• Selected text
Mailing List Archive

Optimised lexical assignments / faster macroöps
A question in two parts:
1. A specific question,
2. ... which leads on to a broader generalisation

-----

I've been looking lately into the details of how the optree is formed
around regular assignments into lexical variables. Assignments into
scalar lexicals aren't too bad, they look like:

my $lex = (some RHS scalar value);

OP_SASSIGN=BINOP:
(whatever ops for the RHS value)
OP_PADSV [targ = $lex + OPf_REF|OPf_MOD flags]

assignments into arrays or hashes look a little bit more complex:

my @lex = (some RHS list value);

OP_AASSIGN=BINOP:
OP_LIST
OP_PUSHMARK
(whatever ops for the RHS value)
OP_LIST
OP_PUSHMARK
OP_PADAV [targ = $lex + OPf_REF|OPf_MOD flags]

with similar for hashes except using OP_PADHV

I can't help thinking that this puts quite a bit of churn on the value
stack, and also the markstack in the list assignment case. I wonder
whether in these relatively-common cases, it might make sense to
peephole-optimise a set of three specialised ops that use op_targ to
store the pad index of a variable to be assigned into; thus turning
these cases into:

OP_PADSV_STORE=UNOP [targ = $lex]
(whatever ops for the RHS value)

OP_PADAV_STORE=LISTOP [targ = @lex]
OP_PUSHMARK
(whatever ops for RHS value)

(plus OP_PADHV_STORE which would look similar)

To this end I might have a go at making a little CPAN module for doing
this.

It would also be useful to measure whether it actually makes any
performance benefit. If so it might become a useful core addition.

• Supplied data
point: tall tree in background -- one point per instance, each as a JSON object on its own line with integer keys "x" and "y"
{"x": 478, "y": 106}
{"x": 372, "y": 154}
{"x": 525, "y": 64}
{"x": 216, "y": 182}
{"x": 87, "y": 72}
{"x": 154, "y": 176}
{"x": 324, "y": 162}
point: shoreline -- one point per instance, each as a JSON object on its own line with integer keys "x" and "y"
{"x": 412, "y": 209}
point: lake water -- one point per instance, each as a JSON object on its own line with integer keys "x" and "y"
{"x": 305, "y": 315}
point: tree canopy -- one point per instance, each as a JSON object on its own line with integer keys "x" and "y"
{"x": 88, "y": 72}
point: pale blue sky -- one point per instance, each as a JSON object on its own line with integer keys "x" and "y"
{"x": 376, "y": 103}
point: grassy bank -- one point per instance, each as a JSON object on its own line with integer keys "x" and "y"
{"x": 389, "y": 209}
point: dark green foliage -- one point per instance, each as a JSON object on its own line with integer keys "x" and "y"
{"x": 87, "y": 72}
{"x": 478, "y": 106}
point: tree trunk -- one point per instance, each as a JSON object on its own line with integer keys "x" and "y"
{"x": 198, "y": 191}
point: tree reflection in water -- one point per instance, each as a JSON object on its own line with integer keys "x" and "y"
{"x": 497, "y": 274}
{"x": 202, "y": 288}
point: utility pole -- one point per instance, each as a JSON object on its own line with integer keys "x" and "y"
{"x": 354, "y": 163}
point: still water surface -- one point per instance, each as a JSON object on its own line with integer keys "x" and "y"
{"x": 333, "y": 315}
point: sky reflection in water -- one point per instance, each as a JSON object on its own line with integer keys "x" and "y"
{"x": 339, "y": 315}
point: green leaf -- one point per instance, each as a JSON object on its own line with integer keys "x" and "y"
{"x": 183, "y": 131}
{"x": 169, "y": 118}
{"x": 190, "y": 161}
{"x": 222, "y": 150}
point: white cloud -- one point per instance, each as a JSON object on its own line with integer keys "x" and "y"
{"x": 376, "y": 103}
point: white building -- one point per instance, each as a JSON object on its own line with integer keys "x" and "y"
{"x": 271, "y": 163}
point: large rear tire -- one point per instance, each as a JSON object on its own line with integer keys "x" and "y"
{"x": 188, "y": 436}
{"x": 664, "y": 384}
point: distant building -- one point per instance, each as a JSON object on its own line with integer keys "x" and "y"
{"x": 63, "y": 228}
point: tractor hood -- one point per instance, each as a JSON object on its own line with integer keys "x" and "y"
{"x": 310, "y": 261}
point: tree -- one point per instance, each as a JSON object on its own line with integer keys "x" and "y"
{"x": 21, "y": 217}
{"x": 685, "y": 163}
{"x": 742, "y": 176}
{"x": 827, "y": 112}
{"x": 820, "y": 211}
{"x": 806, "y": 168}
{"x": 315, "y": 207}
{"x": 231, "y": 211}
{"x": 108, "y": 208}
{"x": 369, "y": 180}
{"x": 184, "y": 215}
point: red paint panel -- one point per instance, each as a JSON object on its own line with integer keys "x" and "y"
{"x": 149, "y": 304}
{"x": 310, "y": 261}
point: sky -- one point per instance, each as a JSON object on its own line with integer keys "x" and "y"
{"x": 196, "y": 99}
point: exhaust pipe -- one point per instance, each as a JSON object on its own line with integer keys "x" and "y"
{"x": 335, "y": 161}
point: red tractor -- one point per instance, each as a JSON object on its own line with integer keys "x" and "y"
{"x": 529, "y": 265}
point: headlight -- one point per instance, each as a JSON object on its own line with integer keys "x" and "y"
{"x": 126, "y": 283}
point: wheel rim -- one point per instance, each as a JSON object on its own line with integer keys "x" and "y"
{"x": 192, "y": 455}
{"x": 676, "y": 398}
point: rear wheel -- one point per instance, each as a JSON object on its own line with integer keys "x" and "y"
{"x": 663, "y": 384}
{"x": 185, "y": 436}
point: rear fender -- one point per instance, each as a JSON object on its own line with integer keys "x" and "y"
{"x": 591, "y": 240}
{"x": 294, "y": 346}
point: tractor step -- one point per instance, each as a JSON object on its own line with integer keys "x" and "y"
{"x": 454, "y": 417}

• What is needed
In the mailing list post on optimised lexical assignments, explain in one to three sentences why the writer suggests peephole-optimising these assignments into a set of three specialised ops.

• Result of this task
The writer suspects that the current optrees for assignments into lexical variables put quite a bit of churn on the value stack, and also on the markstack for list assignments. Specialised ops that use op_targ to hold the pad index of the target variable would collapse these common cases into simpler forms such as OP_PADSV_STORE and OP_PADAV_STORE.